Data listing

::::

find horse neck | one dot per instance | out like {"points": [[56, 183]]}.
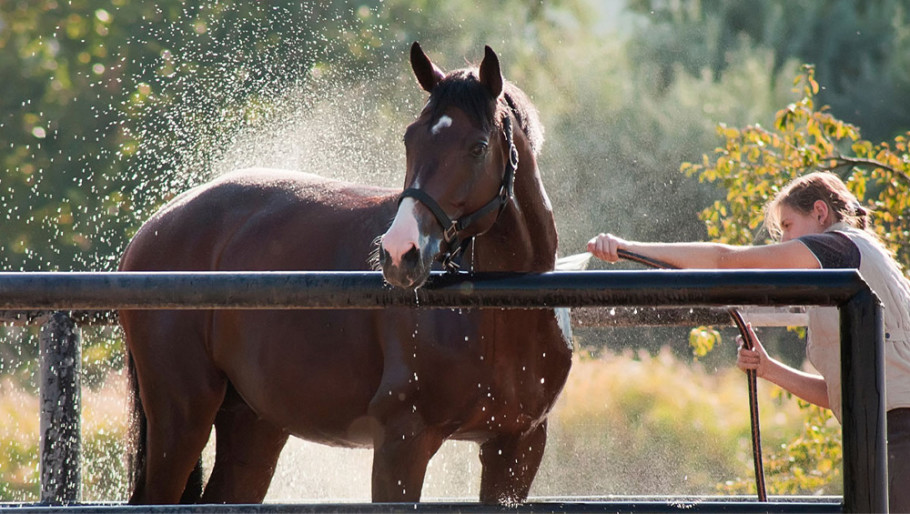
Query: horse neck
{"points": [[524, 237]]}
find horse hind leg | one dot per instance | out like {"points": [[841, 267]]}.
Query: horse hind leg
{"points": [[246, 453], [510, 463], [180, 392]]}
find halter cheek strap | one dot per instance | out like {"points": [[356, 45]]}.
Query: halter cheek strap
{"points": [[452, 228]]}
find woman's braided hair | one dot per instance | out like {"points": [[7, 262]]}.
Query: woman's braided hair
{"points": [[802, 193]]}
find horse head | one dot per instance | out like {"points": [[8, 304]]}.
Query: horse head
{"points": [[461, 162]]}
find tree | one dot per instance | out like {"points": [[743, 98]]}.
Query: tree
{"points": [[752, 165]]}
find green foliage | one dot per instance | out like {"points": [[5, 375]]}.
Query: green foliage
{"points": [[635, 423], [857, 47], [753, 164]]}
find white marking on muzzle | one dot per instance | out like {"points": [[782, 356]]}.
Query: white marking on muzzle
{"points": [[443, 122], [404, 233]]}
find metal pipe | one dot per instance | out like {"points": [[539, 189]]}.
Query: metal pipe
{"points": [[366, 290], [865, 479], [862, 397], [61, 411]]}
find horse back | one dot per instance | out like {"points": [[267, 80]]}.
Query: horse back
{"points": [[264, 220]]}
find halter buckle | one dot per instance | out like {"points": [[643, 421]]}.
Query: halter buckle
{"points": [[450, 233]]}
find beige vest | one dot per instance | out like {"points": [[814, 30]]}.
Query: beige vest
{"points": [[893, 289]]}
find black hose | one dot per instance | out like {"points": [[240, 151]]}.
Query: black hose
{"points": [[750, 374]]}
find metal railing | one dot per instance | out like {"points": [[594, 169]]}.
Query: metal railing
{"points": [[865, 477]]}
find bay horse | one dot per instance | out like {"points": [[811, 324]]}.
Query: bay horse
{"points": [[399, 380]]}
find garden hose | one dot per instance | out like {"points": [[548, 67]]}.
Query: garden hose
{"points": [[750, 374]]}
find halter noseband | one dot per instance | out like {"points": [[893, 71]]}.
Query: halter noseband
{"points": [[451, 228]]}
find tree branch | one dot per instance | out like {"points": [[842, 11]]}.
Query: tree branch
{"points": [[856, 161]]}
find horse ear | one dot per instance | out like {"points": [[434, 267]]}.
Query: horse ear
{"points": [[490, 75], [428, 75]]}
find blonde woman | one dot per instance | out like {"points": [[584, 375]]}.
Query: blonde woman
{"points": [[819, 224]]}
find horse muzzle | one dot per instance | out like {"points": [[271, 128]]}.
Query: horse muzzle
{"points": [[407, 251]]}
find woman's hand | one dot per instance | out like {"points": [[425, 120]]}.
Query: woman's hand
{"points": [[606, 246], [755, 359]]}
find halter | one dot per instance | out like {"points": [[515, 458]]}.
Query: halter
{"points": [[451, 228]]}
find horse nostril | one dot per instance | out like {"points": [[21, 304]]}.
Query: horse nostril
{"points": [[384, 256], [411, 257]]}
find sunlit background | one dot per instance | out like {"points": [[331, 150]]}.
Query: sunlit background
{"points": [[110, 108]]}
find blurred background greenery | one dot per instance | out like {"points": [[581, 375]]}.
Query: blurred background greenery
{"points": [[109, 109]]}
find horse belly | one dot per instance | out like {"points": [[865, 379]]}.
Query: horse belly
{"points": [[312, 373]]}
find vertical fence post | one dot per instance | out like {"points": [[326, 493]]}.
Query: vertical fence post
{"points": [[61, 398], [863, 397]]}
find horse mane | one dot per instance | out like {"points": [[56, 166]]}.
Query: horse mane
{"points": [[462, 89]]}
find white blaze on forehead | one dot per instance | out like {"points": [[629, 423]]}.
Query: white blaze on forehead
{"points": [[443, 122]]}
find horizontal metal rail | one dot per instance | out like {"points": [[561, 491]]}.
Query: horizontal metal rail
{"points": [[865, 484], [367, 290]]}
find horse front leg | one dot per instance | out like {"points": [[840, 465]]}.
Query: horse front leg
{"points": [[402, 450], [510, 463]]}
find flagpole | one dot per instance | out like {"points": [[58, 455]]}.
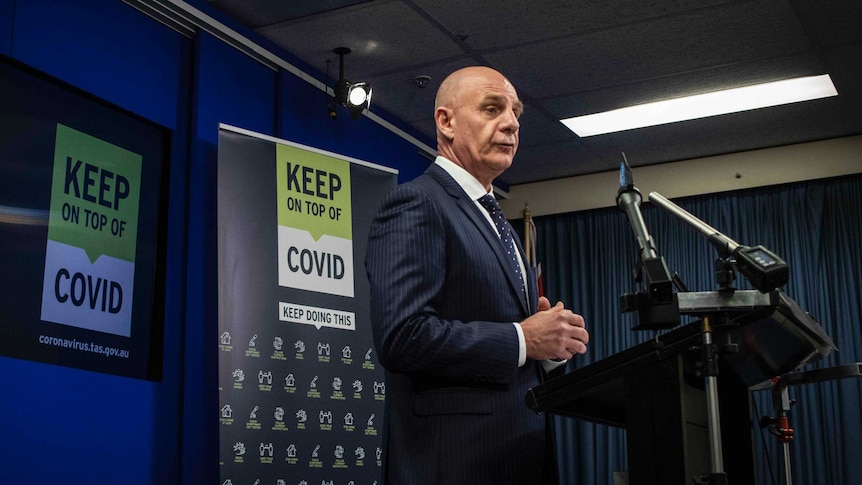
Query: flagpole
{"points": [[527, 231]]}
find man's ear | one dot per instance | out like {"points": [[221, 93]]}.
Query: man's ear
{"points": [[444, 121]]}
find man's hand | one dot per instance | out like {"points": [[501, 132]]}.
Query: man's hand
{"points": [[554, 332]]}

::::

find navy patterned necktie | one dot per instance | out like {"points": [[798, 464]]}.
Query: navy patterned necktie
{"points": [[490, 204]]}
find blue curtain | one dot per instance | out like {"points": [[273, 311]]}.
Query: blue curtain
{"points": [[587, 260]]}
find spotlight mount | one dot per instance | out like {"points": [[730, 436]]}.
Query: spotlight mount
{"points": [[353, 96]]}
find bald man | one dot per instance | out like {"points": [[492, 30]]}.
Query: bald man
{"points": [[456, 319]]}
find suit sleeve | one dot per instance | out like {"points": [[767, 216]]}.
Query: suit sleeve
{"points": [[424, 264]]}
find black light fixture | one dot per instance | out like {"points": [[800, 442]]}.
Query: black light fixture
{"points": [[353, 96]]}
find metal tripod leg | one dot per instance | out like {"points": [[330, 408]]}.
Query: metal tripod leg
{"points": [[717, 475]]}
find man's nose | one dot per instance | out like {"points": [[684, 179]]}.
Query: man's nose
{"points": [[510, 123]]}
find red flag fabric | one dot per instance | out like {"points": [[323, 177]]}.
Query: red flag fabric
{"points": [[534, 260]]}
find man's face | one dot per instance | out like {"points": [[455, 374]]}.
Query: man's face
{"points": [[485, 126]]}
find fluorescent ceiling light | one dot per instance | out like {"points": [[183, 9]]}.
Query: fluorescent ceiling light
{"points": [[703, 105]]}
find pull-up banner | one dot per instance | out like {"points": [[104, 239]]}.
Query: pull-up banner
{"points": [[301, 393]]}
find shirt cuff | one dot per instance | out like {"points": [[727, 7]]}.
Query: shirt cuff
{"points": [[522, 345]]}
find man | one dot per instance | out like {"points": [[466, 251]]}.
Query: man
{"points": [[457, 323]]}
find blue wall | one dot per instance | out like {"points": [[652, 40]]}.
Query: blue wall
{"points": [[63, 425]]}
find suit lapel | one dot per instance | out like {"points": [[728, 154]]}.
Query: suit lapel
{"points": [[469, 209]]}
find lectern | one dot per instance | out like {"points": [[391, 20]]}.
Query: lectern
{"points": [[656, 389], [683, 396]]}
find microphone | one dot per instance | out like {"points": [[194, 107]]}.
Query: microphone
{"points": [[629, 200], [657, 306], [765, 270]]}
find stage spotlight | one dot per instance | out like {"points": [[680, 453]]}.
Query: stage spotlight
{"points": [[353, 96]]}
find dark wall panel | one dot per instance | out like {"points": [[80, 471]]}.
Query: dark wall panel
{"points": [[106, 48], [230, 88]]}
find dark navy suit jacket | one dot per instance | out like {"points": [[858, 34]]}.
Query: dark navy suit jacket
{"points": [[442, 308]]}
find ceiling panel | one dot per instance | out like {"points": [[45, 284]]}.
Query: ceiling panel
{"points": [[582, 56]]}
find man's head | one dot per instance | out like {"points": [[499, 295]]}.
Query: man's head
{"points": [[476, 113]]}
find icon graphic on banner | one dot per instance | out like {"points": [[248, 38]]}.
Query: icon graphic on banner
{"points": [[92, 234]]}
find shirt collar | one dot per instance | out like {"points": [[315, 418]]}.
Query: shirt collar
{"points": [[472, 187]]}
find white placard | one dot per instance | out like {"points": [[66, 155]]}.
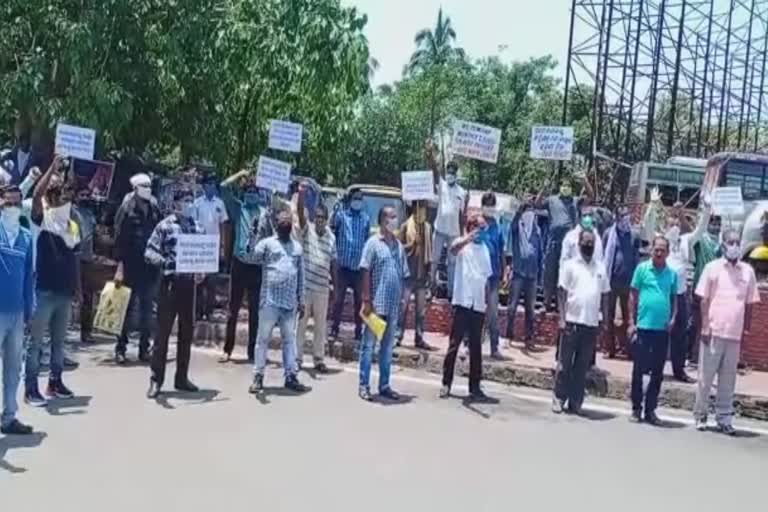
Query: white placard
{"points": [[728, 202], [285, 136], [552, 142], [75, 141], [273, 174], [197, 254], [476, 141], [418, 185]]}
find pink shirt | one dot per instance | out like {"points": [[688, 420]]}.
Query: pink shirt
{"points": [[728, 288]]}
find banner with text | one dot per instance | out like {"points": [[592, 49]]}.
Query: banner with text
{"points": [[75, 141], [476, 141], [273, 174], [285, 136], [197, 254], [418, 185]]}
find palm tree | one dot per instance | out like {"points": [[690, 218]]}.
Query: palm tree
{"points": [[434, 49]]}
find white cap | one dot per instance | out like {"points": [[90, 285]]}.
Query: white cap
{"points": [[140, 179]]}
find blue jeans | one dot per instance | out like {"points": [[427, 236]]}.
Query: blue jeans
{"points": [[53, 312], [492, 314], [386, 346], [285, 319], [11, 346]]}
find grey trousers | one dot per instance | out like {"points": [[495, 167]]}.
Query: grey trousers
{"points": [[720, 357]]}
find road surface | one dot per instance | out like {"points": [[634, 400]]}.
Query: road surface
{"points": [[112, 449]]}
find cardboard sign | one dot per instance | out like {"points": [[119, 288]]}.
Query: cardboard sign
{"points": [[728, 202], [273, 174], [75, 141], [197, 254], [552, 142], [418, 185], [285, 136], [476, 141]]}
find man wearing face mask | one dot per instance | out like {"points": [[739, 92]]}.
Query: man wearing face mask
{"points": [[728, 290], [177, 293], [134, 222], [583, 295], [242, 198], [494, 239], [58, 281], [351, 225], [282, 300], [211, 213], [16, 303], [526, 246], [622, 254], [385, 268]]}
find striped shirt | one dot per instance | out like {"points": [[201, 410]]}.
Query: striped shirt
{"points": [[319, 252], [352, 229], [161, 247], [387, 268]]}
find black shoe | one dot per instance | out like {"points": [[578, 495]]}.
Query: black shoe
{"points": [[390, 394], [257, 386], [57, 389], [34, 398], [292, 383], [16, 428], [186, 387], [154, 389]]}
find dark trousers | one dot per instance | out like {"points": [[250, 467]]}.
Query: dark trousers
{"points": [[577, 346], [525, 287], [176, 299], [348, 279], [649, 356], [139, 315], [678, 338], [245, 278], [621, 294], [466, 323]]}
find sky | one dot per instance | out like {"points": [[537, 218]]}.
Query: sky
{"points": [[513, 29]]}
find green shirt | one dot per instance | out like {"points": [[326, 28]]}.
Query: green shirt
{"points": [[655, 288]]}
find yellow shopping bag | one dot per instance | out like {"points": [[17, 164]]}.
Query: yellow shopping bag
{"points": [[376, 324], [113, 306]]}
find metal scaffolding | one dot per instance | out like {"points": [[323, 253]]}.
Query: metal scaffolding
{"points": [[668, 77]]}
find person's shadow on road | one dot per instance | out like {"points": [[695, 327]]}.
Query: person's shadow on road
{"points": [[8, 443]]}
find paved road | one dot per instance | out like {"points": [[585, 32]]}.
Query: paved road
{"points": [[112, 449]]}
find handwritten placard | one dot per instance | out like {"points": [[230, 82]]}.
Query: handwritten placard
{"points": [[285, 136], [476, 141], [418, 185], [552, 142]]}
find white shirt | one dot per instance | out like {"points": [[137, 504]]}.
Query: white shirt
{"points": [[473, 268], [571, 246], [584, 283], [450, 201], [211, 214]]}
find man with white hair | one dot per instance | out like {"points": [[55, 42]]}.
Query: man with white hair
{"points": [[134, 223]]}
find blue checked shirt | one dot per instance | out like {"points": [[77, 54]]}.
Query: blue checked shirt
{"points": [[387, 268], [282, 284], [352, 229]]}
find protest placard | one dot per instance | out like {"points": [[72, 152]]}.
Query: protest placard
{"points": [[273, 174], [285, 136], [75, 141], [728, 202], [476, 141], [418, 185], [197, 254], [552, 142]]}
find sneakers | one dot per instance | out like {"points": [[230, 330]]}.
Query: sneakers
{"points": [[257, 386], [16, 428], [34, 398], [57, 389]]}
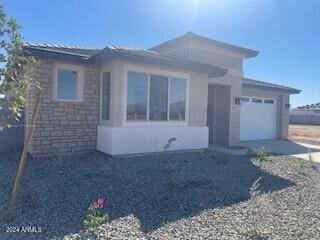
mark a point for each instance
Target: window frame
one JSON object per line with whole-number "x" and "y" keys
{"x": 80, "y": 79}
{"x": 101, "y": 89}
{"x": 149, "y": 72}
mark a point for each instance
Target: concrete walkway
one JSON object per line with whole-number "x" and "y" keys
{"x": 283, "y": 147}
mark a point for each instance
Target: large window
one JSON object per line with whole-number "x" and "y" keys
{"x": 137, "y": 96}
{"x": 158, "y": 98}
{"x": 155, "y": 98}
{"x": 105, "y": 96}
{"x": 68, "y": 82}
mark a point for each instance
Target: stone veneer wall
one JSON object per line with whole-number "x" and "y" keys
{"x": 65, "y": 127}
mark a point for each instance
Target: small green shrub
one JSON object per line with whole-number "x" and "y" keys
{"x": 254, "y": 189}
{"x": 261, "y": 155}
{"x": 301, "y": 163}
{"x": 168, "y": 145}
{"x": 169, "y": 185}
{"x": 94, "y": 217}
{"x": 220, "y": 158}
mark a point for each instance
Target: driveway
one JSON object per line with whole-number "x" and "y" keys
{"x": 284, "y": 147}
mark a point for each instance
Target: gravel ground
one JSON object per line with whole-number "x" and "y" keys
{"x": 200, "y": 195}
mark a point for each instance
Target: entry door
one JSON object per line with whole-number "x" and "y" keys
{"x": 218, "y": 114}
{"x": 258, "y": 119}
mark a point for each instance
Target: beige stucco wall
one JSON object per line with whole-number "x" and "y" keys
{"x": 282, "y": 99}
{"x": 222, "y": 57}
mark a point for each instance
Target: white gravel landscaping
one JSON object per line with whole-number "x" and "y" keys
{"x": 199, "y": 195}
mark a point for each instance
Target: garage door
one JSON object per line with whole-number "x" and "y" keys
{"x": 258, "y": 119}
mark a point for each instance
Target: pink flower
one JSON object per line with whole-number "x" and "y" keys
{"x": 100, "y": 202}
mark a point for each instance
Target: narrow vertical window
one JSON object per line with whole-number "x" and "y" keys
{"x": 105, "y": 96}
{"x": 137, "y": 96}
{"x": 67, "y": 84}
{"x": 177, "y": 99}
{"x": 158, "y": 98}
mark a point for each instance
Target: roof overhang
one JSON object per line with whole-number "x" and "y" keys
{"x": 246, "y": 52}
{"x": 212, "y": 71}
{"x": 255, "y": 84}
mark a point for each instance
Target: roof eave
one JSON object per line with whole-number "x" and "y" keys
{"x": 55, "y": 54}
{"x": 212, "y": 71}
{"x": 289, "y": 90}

::::

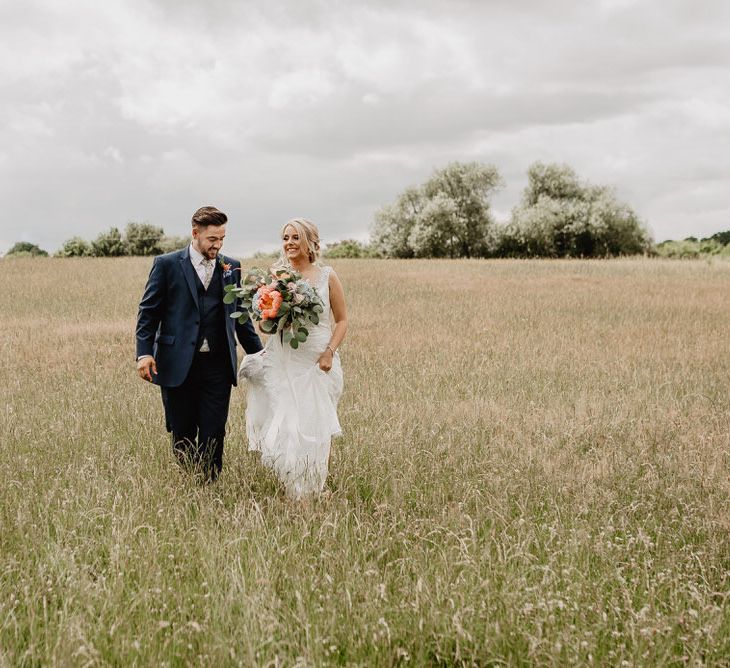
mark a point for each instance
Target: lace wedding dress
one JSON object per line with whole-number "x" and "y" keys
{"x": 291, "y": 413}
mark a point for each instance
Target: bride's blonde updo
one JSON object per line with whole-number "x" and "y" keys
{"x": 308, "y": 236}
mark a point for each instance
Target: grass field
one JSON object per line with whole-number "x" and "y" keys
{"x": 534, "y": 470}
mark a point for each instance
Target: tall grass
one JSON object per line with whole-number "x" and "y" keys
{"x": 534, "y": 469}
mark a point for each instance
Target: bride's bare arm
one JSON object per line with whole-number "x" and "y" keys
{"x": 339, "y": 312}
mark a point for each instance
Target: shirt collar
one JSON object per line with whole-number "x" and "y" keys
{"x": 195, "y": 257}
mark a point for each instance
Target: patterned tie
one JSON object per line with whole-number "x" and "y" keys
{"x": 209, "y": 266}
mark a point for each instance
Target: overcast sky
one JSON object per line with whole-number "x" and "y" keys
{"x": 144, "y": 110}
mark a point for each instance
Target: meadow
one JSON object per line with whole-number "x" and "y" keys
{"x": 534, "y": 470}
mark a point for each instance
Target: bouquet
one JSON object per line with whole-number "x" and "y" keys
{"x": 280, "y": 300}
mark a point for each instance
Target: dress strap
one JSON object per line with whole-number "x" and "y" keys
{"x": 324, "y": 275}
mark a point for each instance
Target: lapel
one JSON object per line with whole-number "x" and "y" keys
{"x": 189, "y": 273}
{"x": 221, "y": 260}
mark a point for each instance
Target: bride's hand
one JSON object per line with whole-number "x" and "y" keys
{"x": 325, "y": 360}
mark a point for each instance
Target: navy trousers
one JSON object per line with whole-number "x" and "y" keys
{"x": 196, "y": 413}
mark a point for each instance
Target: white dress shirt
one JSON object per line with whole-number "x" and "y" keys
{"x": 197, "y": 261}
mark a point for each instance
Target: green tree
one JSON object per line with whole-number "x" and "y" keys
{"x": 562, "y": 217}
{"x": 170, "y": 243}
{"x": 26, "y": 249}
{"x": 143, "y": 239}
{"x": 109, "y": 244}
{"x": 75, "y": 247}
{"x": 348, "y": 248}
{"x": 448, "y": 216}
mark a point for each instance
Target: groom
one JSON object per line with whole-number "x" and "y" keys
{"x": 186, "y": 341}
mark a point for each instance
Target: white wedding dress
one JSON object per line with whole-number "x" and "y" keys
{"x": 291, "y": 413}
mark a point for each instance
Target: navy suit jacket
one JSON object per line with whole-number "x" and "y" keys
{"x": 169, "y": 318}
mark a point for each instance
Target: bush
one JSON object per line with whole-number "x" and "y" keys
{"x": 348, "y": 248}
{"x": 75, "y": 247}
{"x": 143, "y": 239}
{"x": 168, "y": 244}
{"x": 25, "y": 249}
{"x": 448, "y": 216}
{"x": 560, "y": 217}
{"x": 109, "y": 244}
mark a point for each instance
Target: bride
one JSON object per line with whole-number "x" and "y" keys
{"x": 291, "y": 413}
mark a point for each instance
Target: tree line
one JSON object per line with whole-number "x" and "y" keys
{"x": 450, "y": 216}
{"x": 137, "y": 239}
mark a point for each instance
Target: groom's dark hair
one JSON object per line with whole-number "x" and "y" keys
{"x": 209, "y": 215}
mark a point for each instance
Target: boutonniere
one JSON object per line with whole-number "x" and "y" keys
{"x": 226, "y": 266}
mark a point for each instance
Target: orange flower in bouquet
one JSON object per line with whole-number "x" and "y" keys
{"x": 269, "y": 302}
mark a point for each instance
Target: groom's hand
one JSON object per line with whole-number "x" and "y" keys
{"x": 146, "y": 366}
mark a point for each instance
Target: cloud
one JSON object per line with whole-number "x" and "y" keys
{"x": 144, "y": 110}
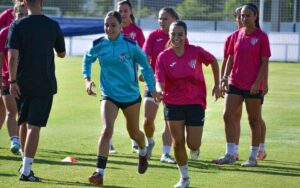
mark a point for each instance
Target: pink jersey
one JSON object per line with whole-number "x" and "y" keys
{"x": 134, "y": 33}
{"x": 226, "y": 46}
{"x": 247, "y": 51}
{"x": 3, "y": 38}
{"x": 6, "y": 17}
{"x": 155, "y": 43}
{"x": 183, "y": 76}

::::

What you will do » Show each line from the listing above that contains the string "mane".

Result »
find horse mane | one dot per instance | out like {"points": [[56, 166]]}.
Query: horse mane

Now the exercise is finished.